— Problem to work on —
Repeat the entries exactly but omit the pictures.

[Point-per-instance localization data]
┌────────

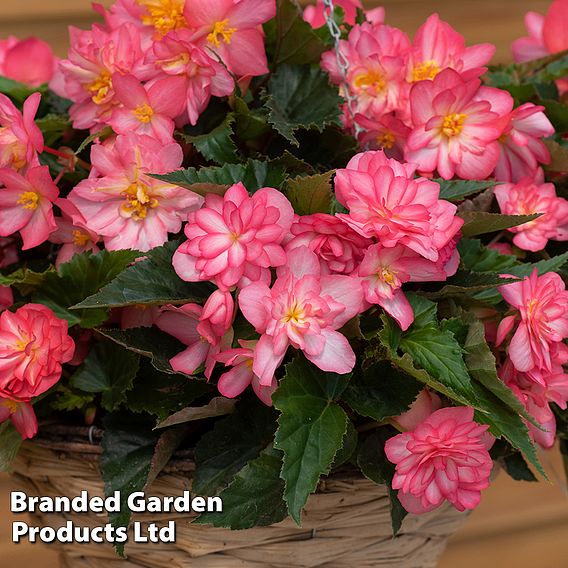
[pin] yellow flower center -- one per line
(138, 201)
(143, 113)
(163, 15)
(386, 140)
(453, 124)
(29, 200)
(100, 87)
(221, 30)
(80, 238)
(425, 70)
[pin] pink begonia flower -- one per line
(22, 416)
(386, 133)
(34, 343)
(234, 382)
(338, 247)
(444, 458)
(73, 233)
(192, 74)
(532, 195)
(233, 30)
(304, 309)
(149, 109)
(26, 205)
(29, 61)
(20, 137)
(425, 404)
(6, 297)
(542, 304)
(437, 46)
(94, 57)
(377, 56)
(522, 148)
(456, 126)
(235, 239)
(385, 201)
(383, 271)
(127, 207)
(181, 322)
(314, 13)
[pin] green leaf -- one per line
(311, 428)
(147, 282)
(480, 222)
(254, 497)
(310, 194)
(456, 190)
(217, 145)
(291, 38)
(300, 97)
(381, 391)
(235, 440)
(375, 466)
(109, 370)
(80, 278)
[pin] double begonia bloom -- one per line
(304, 309)
(182, 322)
(29, 61)
(26, 205)
(191, 73)
(521, 145)
(445, 458)
(22, 416)
(20, 137)
(235, 239)
(541, 303)
(437, 46)
(34, 343)
(234, 382)
(233, 30)
(339, 248)
(123, 204)
(456, 126)
(386, 202)
(530, 196)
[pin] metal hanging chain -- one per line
(342, 62)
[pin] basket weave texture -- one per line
(346, 522)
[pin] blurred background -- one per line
(518, 524)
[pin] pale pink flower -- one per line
(33, 346)
(30, 61)
(339, 248)
(22, 416)
(72, 232)
(125, 205)
(532, 195)
(234, 382)
(233, 30)
(303, 309)
(20, 137)
(385, 201)
(541, 303)
(456, 125)
(444, 458)
(437, 46)
(235, 239)
(192, 74)
(522, 148)
(26, 205)
(149, 109)
(314, 13)
(181, 322)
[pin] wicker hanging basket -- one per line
(346, 523)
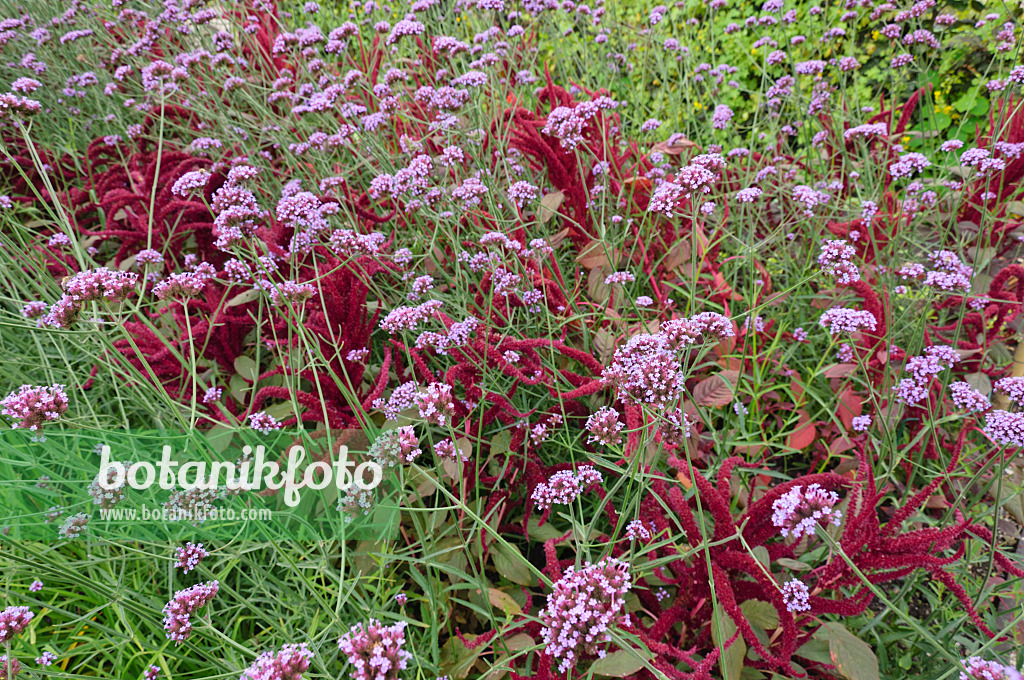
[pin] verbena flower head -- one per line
(31, 406)
(975, 668)
(835, 261)
(13, 620)
(375, 650)
(582, 609)
(844, 320)
(188, 556)
(177, 612)
(564, 486)
(799, 511)
(796, 595)
(968, 397)
(604, 427)
(74, 526)
(288, 664)
(1012, 387)
(1006, 428)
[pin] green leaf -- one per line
(504, 601)
(511, 564)
(731, 662)
(815, 650)
(246, 367)
(621, 664)
(760, 613)
(852, 656)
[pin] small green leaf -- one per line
(852, 656)
(760, 613)
(511, 564)
(621, 664)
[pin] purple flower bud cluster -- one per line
(835, 261)
(31, 406)
(13, 620)
(395, 447)
(188, 556)
(604, 427)
(1005, 427)
(177, 612)
(74, 526)
(799, 511)
(1012, 387)
(582, 609)
(796, 596)
(435, 404)
(968, 397)
(288, 664)
(375, 650)
(975, 668)
(109, 496)
(844, 320)
(564, 486)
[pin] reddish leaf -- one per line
(714, 391)
(850, 407)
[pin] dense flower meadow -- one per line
(735, 392)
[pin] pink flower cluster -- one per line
(564, 486)
(13, 620)
(799, 511)
(835, 261)
(288, 664)
(975, 668)
(375, 650)
(188, 556)
(583, 607)
(34, 406)
(844, 320)
(177, 612)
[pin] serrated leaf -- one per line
(851, 655)
(549, 206)
(621, 664)
(511, 564)
(761, 613)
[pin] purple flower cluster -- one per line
(844, 320)
(564, 486)
(188, 556)
(796, 596)
(1006, 428)
(435, 404)
(835, 261)
(288, 664)
(178, 611)
(968, 397)
(582, 609)
(604, 427)
(74, 526)
(375, 650)
(13, 620)
(799, 511)
(975, 668)
(31, 406)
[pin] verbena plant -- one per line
(687, 335)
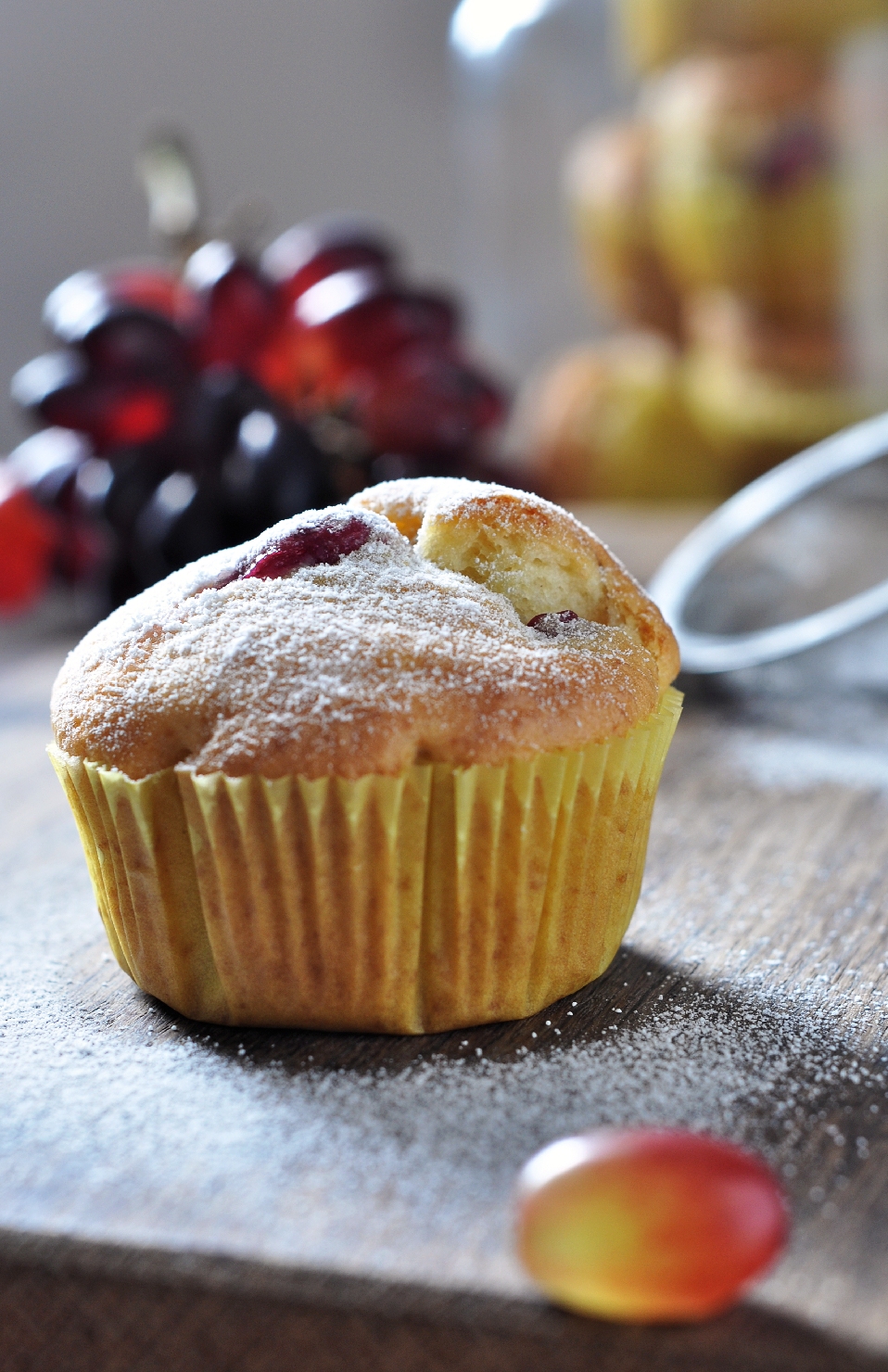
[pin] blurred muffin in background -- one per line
(656, 32)
(608, 192)
(744, 183)
(610, 422)
(761, 390)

└────────

— Answer to this task —
[pin] yellow flower center -- one per line
(138, 201)
(143, 113)
(163, 15)
(386, 140)
(453, 124)
(29, 200)
(100, 87)
(221, 30)
(80, 238)
(425, 70)
[pin] pink begonia flower -- one per line
(22, 416)
(386, 133)
(34, 343)
(234, 382)
(338, 247)
(444, 458)
(73, 233)
(192, 74)
(532, 195)
(233, 30)
(304, 309)
(149, 109)
(26, 205)
(29, 61)
(20, 137)
(425, 404)
(6, 297)
(542, 304)
(437, 46)
(94, 57)
(377, 56)
(522, 148)
(456, 126)
(235, 239)
(385, 201)
(383, 271)
(127, 207)
(181, 322)
(314, 13)
[pin] green leaf -- one per line
(311, 428)
(147, 282)
(480, 222)
(254, 497)
(310, 194)
(456, 190)
(217, 145)
(291, 38)
(300, 97)
(381, 391)
(235, 440)
(375, 466)
(109, 370)
(80, 278)
[pin] double begonia bloom -- one per line
(304, 309)
(182, 322)
(29, 61)
(26, 205)
(191, 73)
(521, 145)
(445, 458)
(22, 416)
(20, 137)
(235, 239)
(541, 303)
(437, 46)
(34, 343)
(234, 382)
(233, 30)
(339, 248)
(123, 204)
(456, 126)
(386, 202)
(530, 196)
[pin] metal hanging chain -- one per line
(342, 62)
[pin] basket weave texture -- one per line
(346, 522)
[pin] blurred background -- one per line
(518, 524)
[pin] pale pink flower -- one per line
(33, 346)
(30, 61)
(339, 248)
(22, 416)
(72, 232)
(125, 205)
(532, 195)
(234, 382)
(233, 30)
(303, 309)
(20, 137)
(385, 201)
(541, 303)
(456, 125)
(444, 458)
(437, 46)
(235, 239)
(192, 74)
(522, 148)
(26, 205)
(149, 109)
(314, 13)
(181, 322)
[pin] wicker hanging basket -- one per line
(346, 523)
[pin] verbena flower head -- one per line
(31, 406)
(975, 668)
(835, 261)
(13, 620)
(375, 650)
(582, 609)
(844, 320)
(188, 556)
(177, 612)
(564, 486)
(799, 511)
(796, 595)
(968, 397)
(604, 427)
(74, 526)
(288, 664)
(1012, 387)
(1006, 428)
[pin] green leaf -- one per line
(504, 601)
(511, 564)
(731, 662)
(815, 650)
(246, 367)
(621, 664)
(760, 613)
(852, 656)
[pin] small green leaf -- one per line
(852, 656)
(760, 613)
(511, 564)
(621, 664)
[pin] purple flower bud cluster -- one per line
(835, 261)
(31, 406)
(13, 620)
(395, 447)
(188, 556)
(604, 427)
(1005, 427)
(177, 612)
(74, 526)
(799, 511)
(1012, 387)
(582, 609)
(796, 596)
(435, 404)
(968, 397)
(288, 664)
(375, 650)
(975, 668)
(109, 496)
(844, 320)
(564, 486)
[pin] reddish leaf -- one per line
(714, 391)
(850, 407)
[pin] dense flower meadow -- one per line
(735, 392)
[pin] pink flower cluster -- one per line
(564, 486)
(13, 620)
(799, 511)
(835, 261)
(288, 664)
(975, 668)
(375, 650)
(188, 556)
(583, 607)
(34, 406)
(844, 320)
(177, 612)
[pin] serrated leaf -- one per line
(851, 655)
(549, 206)
(621, 664)
(511, 564)
(761, 613)
[pin] purple flower cluster -- one per line
(844, 320)
(564, 486)
(188, 556)
(796, 596)
(1006, 428)
(435, 404)
(835, 261)
(288, 664)
(178, 611)
(968, 397)
(582, 609)
(604, 427)
(74, 526)
(375, 650)
(13, 620)
(799, 511)
(975, 668)
(31, 406)
[pin] verbena plant -- one per line
(687, 335)
[pin] blurred muffin in background -- one per line
(656, 32)
(608, 192)
(744, 183)
(610, 422)
(761, 390)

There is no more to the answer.